** PROBLEM DESCRIPTION **
Write out the lines below again, substituting "biggest circle" for every "largest circle" and leaving everything else unchanged.

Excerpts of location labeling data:
* BEGIN *

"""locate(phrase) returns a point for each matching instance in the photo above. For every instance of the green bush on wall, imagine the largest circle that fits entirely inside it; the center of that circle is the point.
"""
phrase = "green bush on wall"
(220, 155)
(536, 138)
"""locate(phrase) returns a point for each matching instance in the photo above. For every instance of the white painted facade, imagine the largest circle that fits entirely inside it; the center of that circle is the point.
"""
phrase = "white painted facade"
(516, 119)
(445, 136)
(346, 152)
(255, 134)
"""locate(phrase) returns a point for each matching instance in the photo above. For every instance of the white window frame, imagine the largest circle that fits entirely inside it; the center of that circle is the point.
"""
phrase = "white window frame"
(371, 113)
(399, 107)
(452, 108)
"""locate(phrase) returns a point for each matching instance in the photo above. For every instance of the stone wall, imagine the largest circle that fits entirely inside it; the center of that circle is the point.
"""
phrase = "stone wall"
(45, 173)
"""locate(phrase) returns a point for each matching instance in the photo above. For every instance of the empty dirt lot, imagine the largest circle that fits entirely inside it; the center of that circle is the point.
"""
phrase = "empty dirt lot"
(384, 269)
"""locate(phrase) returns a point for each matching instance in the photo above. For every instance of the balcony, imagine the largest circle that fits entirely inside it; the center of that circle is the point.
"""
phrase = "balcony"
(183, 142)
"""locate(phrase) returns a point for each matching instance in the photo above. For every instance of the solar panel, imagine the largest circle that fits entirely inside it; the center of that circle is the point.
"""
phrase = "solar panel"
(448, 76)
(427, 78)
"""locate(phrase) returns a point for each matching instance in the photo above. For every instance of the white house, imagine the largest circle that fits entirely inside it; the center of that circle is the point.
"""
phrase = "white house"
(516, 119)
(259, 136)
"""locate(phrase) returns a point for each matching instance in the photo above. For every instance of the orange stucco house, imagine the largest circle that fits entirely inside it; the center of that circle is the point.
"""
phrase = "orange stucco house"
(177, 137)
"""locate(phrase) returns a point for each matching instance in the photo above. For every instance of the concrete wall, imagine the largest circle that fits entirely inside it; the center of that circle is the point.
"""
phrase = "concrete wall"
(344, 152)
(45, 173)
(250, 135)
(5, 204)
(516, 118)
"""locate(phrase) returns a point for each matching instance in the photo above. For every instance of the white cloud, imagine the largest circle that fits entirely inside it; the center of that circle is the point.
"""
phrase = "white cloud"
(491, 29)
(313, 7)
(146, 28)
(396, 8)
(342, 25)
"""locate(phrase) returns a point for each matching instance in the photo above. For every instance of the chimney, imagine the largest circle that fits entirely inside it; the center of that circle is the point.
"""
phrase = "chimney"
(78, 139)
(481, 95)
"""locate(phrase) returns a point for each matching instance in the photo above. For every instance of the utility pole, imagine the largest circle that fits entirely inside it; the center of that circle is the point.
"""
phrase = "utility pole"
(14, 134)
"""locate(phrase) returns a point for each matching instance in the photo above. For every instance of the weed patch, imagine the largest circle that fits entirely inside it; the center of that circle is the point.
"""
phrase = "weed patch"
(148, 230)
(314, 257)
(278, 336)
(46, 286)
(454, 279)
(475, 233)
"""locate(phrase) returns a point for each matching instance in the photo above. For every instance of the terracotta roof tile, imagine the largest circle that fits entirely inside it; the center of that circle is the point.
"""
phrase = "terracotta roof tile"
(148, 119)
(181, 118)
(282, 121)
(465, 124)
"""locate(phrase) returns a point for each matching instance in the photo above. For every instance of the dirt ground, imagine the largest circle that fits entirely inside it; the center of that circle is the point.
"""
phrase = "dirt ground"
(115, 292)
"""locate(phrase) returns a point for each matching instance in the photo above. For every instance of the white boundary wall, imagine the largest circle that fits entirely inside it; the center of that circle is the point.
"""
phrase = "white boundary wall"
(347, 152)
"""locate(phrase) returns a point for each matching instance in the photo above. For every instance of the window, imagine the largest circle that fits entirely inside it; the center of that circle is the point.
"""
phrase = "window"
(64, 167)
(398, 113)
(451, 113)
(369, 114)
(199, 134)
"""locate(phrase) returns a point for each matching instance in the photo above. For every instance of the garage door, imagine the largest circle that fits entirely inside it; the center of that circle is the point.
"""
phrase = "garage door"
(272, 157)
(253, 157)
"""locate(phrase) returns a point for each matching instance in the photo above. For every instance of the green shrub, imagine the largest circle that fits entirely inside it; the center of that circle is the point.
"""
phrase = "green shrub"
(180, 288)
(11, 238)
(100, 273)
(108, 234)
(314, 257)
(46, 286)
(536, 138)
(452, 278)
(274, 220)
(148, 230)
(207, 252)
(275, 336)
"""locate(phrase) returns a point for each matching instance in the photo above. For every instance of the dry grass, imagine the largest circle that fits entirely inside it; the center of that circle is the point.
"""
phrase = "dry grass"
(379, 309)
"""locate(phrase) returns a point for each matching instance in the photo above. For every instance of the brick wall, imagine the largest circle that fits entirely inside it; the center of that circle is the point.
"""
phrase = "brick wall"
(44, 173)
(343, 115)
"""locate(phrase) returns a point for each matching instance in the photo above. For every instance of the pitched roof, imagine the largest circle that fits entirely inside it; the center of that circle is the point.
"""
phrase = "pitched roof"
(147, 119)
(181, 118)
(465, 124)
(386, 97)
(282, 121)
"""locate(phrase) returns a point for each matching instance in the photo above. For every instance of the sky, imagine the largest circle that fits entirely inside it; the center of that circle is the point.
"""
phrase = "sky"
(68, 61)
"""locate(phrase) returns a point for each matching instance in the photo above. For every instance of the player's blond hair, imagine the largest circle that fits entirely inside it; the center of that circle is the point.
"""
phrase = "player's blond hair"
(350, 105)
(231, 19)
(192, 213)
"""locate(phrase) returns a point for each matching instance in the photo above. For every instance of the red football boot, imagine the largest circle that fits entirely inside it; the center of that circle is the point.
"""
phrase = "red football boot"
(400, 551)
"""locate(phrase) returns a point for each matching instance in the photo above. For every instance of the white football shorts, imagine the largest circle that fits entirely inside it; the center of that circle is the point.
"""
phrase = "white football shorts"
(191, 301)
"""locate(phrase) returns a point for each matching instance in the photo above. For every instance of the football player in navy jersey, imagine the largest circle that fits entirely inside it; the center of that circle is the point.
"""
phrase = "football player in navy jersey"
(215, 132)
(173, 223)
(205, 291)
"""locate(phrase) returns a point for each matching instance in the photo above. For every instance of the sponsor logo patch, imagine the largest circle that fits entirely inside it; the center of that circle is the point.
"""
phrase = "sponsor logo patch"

* END *

** OUTPUT OF THE TASK **
"""locate(phrase) returns a point for each matching instance in the photo above. For every instance of the green bush on wall, imagine the biggest circle that fits entirely inside it; the center of that circle is the point.
"""
phrase = "green bush on wall"
(220, 155)
(536, 138)
"""locate(phrase) returns a point for each matching instance in the photo above. For every instance of the white painted facade, imagine the biggest circle that fits entirely inside it; the center of that circle is the point.
"""
phrase = "white painted facade"
(516, 119)
(445, 136)
(346, 152)
(255, 134)
"""locate(phrase) returns a point for each matching instance in the photo above. For every instance of the white window frame, imagine the biggest circle that fits entirely inside it; the center of that circle is the point.
"""
phrase = "white window frame"
(371, 113)
(399, 107)
(452, 108)
"""locate(phrase) returns a point for each matching instance in the photo above. For every instance of the stone wall, imagine the biggest circle that fits entirely inside it; the center of that circle is the point.
"""
phrase = "stone wall"
(45, 173)
"""locate(phrase) returns a point for each matching instance in the photo above. For every instance of the empty dirt lot, imagine the biggest circle that fits entirely inside it; the center of that circle is the point.
"""
phrase = "empty dirt lot"
(384, 269)
"""locate(phrase) returns a point for each matching instance in the photo above. For every instance of the balcony, imagine the biggest circle that fits entirely inside it; the center of that circle is the point.
"""
phrase = "balcony"
(183, 142)
"""locate(phrase) returns a point for each matching instance in the photo above. For every instance of the solar panel, imagine the biggest circle that fits entirely inside it; the center of that circle is the point.
"""
phrase = "solar panel"
(448, 76)
(427, 78)
"""locate(phrase) returns a point for each matching instance in the photo above. For every instance of the white house, imagine the biggest circle that fits entirely inside it; the center of that circle is the point.
"""
phrase = "white house"
(516, 119)
(259, 136)
"""locate(phrase) returns a point for each matching instance in the photo above. For every instance of the orange stucco house, imagine the biggest circle that fits entirely inside it; the center of that circle is the point.
"""
phrase = "orange stucco house"
(177, 137)
"""locate(phrase) returns a point for each matching instance in the photo above. For every instance of the concrete wall, imagine the biggest circle that fits entirely inside it; the center of that circle is the point.
"""
phrase = "concrete wall"
(344, 152)
(45, 173)
(250, 135)
(5, 204)
(516, 118)
"""locate(phrase) returns a point for each matching instance in the photo above. For every instance of the white cloud, imagine the biggest circle that fits entirely inside it; the center of that circle is the point.
"""
phrase = "white cloud"
(491, 29)
(313, 7)
(146, 28)
(396, 8)
(342, 25)
"""locate(phrase) returns a point for each matching instance in the photo above. For every instance of the chimney, imagine the biggest circle that fits entirely inside it; the center of that circle is the point.
"""
phrase = "chimney"
(78, 139)
(481, 95)
"""locate(phrase) returns a point for each matching instance in the photo above. For every instance of the utility pole, imagine the biggest circle that fits entirely inside it; the center of that circle is the point.
"""
phrase = "utility pole"
(14, 134)
"""locate(phrase) returns a point for each matching instance in the photo above. For every instance of the weed patch, imagine the biggest circle that fits entirely inside it; the center of that circle is the point.
"""
phrase = "weed patch"
(148, 230)
(314, 257)
(278, 336)
(46, 286)
(454, 279)
(475, 233)
"""locate(phrase) returns a point for each matching instance in the photo above. For every instance of the terracotta roof tile, imagine the biggest circle that fits entirely inside it; the center of that circle is the point.
"""
phrase = "terracotta roof tile"
(148, 119)
(181, 118)
(282, 121)
(465, 124)
"""locate(phrase) returns a point for each matching instance in the photo above. For every instance of the dirt ground, imagine the biggest circle that fits entirely inside it; the center of that circle is the point.
"""
phrase = "dirt ground"
(115, 292)
"""locate(phrase) returns a point for each matching instance in the photo above. For every instance of the white boundary wall, imagine the biggest circle that fits entirely inside it; the center of that circle is the point.
"""
phrase = "white boundary wall"
(347, 152)
"""locate(phrase) returns a point for each matching instance in the photo above. For every instance of the window, imagine the biggest circle that fits entirely inside it; the center of that circle is the point.
"""
phrase = "window"
(64, 167)
(398, 113)
(451, 113)
(369, 114)
(199, 134)
"""locate(phrase) returns a point for each matching instance in the photo above. For every instance of the garage door, imagine the biggest circle that fits entirely inside it; the center of that circle is the point.
"""
phrase = "garage door"
(272, 157)
(253, 157)
"""locate(phrase) returns a point for each matching instance in the photo above. For every instance of the green shrub, imagine the biggest circle that fits entirely inside it; the center of that circle is the point.
"""
phrase = "green shrub"
(180, 288)
(11, 238)
(100, 273)
(108, 234)
(314, 257)
(46, 286)
(536, 138)
(452, 278)
(274, 220)
(148, 230)
(207, 252)
(275, 336)
"""locate(phrase) returns a point for each matching instance in the photo above. For every instance of the dry grass, imagine the biggest circle that fits entirely inside it; the center of that circle is the point.
"""
phrase = "dry grass"
(379, 309)
"""locate(phrase) returns a point for each matching instance in the photo above. For every instance of the brick wall, imagine the biggest circle that fits entirely inside it; the center of that circle is the point.
"""
phrase = "brick wall"
(44, 173)
(343, 115)
"""locate(phrase) returns a point for each matching instance in the photo above. For every instance of the pitched roof, imagine the biggest circle that fits entirely inside it; the center of that circle is the point.
"""
phrase = "pitched roof"
(147, 119)
(181, 118)
(465, 124)
(386, 97)
(282, 121)
"""locate(phrase) returns a point for each matching instance in the photo above. For every instance of the sky, imagine the biggest circle that fits entirely inside it; the center of that circle is the point.
"""
phrase = "sky"
(68, 61)
"""locate(phrase) returns a point for each matching instance in the photo above. For every instance of the player's blond hair, imagine the biggest circle that fits entirely inside it; the center of that circle is the point.
"""
phrase = "player's blond hair"
(350, 105)
(231, 19)
(192, 213)
"""locate(phrase) returns a point for each matching instance in the photo above. For every instance of the red football boot, imagine the biggest circle that fits entirely inside it; the center of that circle is the point.
"""
phrase = "red football boot"
(400, 551)
"""locate(phrase) returns a point for each matching instance in the photo above. For every instance of the white football shorts, imagine the biggest circle that fits entirely inside it; the center of that circle is the point.
"""
phrase = "white football shorts"
(191, 301)
"""locate(phrase) returns a point for each matching instance in the photo above. For every instance of the football player in navy jersey, imagine the biggest circle that fits entirely inside it; the center of that circle is the point.
"""
phrase = "football player in navy jersey"
(215, 132)
(173, 223)
(205, 291)
"""locate(phrase) returns a point for each matching instance in the photo above. For every instance of the sponsor logo patch, imagine the biggest circle that fits entirely inside it; the center of that circle is the point.
"""
phrase = "sponsor logo patch"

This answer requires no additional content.